WHAT YOU SHOULD DO: Put each line of the entries below into a two-column Markdown table headed Row and Line. Number the rows from 1 and skip blank lines.

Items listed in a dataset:
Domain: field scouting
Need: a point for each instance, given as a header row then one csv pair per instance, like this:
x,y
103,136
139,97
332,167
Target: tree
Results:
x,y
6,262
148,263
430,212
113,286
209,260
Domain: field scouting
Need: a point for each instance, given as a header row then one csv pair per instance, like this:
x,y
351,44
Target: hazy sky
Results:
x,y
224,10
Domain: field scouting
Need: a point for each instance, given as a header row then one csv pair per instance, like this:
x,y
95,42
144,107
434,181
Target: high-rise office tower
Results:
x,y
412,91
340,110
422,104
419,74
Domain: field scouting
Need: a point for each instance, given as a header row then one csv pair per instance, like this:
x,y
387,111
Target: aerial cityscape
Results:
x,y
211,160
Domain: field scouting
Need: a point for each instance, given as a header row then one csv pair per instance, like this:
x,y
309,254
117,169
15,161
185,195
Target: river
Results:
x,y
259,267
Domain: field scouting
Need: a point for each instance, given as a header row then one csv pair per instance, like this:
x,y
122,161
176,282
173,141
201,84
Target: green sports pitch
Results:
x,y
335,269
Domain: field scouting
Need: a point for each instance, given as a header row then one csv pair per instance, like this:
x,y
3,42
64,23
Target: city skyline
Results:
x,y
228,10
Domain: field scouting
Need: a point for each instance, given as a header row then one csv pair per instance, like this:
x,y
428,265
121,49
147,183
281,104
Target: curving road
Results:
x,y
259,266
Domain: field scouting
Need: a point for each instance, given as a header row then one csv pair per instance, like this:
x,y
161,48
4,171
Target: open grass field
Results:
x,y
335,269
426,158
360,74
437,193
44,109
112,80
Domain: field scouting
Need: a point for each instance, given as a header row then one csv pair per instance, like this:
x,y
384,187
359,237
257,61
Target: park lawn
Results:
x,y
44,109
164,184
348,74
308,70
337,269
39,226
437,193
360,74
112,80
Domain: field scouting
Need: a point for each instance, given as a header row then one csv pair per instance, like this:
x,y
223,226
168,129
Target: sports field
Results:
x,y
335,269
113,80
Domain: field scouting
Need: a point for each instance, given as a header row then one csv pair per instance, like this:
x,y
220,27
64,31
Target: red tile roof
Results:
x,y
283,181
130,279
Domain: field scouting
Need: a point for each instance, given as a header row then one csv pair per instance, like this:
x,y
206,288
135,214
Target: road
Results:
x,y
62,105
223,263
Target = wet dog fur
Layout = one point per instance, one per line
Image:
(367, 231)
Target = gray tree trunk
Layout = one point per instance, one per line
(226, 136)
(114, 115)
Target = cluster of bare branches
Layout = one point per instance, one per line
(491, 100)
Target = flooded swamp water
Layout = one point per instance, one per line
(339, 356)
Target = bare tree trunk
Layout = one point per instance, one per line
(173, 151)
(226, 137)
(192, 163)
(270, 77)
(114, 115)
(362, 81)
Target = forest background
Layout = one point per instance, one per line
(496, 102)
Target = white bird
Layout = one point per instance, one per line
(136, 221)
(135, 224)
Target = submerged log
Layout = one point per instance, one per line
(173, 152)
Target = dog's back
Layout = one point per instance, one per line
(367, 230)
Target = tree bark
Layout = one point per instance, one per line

RESULT:
| Row | Line |
|---|---|
| 1 | Domain: field scouting |
| 2 | Need: a point for each instance, given as a header row then one csv pair per instance, like this: |
| 3 | x,y |
| 4 | 103,136 |
| 5 | 139,97 |
| 6 | 332,167 |
| 7 | Target: tree |
| 8 | Results: |
| 9 | x,y |
| 10 | 6,262 |
| 11 | 148,263 |
| 12 | 430,212 |
| 13 | 113,286 |
| 14 | 209,260 |
| 15 | Domain: field scouting |
| 16 | Need: a point for each instance, given as a header row then one csv pair per instance, like this: |
| 17 | x,y |
| 18 | 351,44 |
| 19 | Target: hazy sky |
| 20 | Results: |
| 21 | x,y |
| 22 | 224,10 |
| 23 | Domain: field scouting |
| 24 | Need: a point for each instance, given as a header row then one csv pair per instance, like this: |
| 25 | x,y |
| 26 | 95,42 |
| 27 | 144,107 |
| 28 | 434,181 |
| 29 | Target: high-rise office tower |
| 30 | Results: |
| 31 | x,y |
| 32 | 412,91 |
| 33 | 340,110 |
| 34 | 422,104 |
| 35 | 419,74 |
| 36 | Domain: field scouting |
| 37 | Need: a point for each instance, given as a header row then one csv pair per instance, like this: |
| 38 | x,y |
| 39 | 387,111 |
| 40 | Target: aerial cityscape |
| 41 | Results: |
| 42 | x,y |
| 43 | 211,160 |
| 44 | Domain: field scouting |
| 45 | Need: a point for each instance, given as a header row then one csv pair per instance, like this: |
| 46 | x,y |
| 47 | 309,254 |
| 48 | 117,169 |
| 49 | 15,161 |
| 50 | 185,195 |
| 51 | Target: river |
| 52 | Results: |
| 53 | x,y |
| 54 | 259,267 |
| 55 | Domain: field scouting |
| 56 | Need: a point for each instance, given as a header row then one csv pair per instance, like this: |
| 57 | x,y |
| 58 | 122,161 |
| 59 | 176,282 |
| 60 | 173,141 |
| 61 | 201,84 |
| 62 | Target: green sports pitch |
| 63 | Results: |
| 64 | x,y |
| 65 | 335,269 |
| 66 | Domain: field scouting |
| 67 | Need: a point for each instance, given as a header row then one csv pair per instance, like this: |
| 68 | x,y |
| 69 | 3,42 |
| 70 | 64,23 |
| 71 | Target: city skyline |
| 72 | Results: |
| 73 | x,y |
| 74 | 228,10 |
| 75 | Domain: field scouting |
| 76 | Need: a point for each instance, given as a header row then one csv pair per instance, like this: |
| 77 | x,y |
| 78 | 428,265 |
| 79 | 121,49 |
| 80 | 147,183 |
| 81 | 281,104 |
| 82 | Target: curving road |
| 83 | Results: |
| 84 | x,y |
| 85 | 259,266 |
| 86 | Domain: field scouting |
| 87 | Need: a point for each instance, given as a header row then one csv pair per instance, like this: |
| 88 | x,y |
| 89 | 161,48 |
| 90 | 4,171 |
| 91 | Target: open grass field |
| 92 | Results: |
| 93 | x,y |
| 94 | 335,269 |
| 95 | 426,158 |
| 96 | 360,74 |
| 97 | 437,193 |
| 98 | 44,109 |
| 99 | 112,80 |
| 100 | Domain: field scouting |
| 101 | Need: a point for each instance, given as a header row then one csv pair per instance, like this: |
| 102 | x,y |
| 103 | 384,187 |
| 104 | 359,237 |
| 105 | 257,61 |
| 106 | Target: park lawn |
| 107 | Results: |
| 108 | x,y |
| 109 | 44,109 |
| 110 | 164,184 |
| 111 | 348,74 |
| 112 | 308,70 |
| 113 | 337,269 |
| 114 | 39,226 |
| 115 | 437,193 |
| 116 | 360,74 |
| 117 | 112,80 |
| 118 | Domain: field scouting |
| 119 | Need: a point for each instance, given as a header row then one csv pair per instance, like this: |
| 120 | x,y |
| 121 | 223,226 |
| 122 | 168,129 |
| 123 | Target: sports field |
| 124 | Results: |
| 125 | x,y |
| 126 | 335,269 |
| 127 | 113,80 |
| 128 | Domain: field scouting |
| 129 | Need: a point for each instance, given as a header row then one csv pair per instance, like this: |
| 130 | x,y |
| 131 | 220,27 |
| 132 | 64,31 |
| 133 | Target: red tile roof |
| 134 | Results: |
| 135 | x,y |
| 136 | 283,181 |
| 137 | 130,279 |
| 138 | Domain: field scouting |
| 139 | Need: a point for each instance, given as a header row then one csv pair per instance, like this: |
| 140 | x,y |
| 141 | 206,288 |
| 142 | 135,214 |
| 143 | Target: road |
| 144 | Results: |
| 145 | x,y |
| 146 | 62,105 |
| 147 | 223,263 |
| 148 | Target = wet dog fur |
| 149 | Layout = one point per instance, one per line |
| 150 | Image: |
| 151 | (367, 231) |
| 152 | Target = gray tree trunk |
| 153 | Layout = one point per instance, one per line |
| 154 | (226, 136) |
| 155 | (114, 115) |
| 156 | Target = cluster of bare branches |
| 157 | Layout = one point per instance, one per line |
| 158 | (491, 100) |
| 159 | Target = flooded swamp water |
| 160 | Layout = one point per instance, one per line |
| 161 | (339, 356) |
| 162 | Target = bare tree trunk |
| 163 | Layout = one point per instance, one per line |
| 164 | (173, 151) |
| 165 | (226, 137) |
| 166 | (192, 163) |
| 167 | (270, 77) |
| 168 | (114, 115) |
| 169 | (362, 81) |
| 170 | Target = forest background |
| 171 | Layout = one point per instance, one per line |
| 172 | (496, 102) |
| 173 | Target = white bird |
| 174 | Layout = one point per instance, one per line |
| 175 | (136, 221) |
| 176 | (135, 224) |
| 177 | Target = submerged log |
| 178 | Layout = one point per instance, one per line |
| 179 | (173, 152) |
| 180 | Target = dog's back |
| 181 | Layout = one point per instance, one per line |
| 182 | (367, 230) |
| 183 | Target = tree bark |
| 184 | Layout = one point per instance, one per line |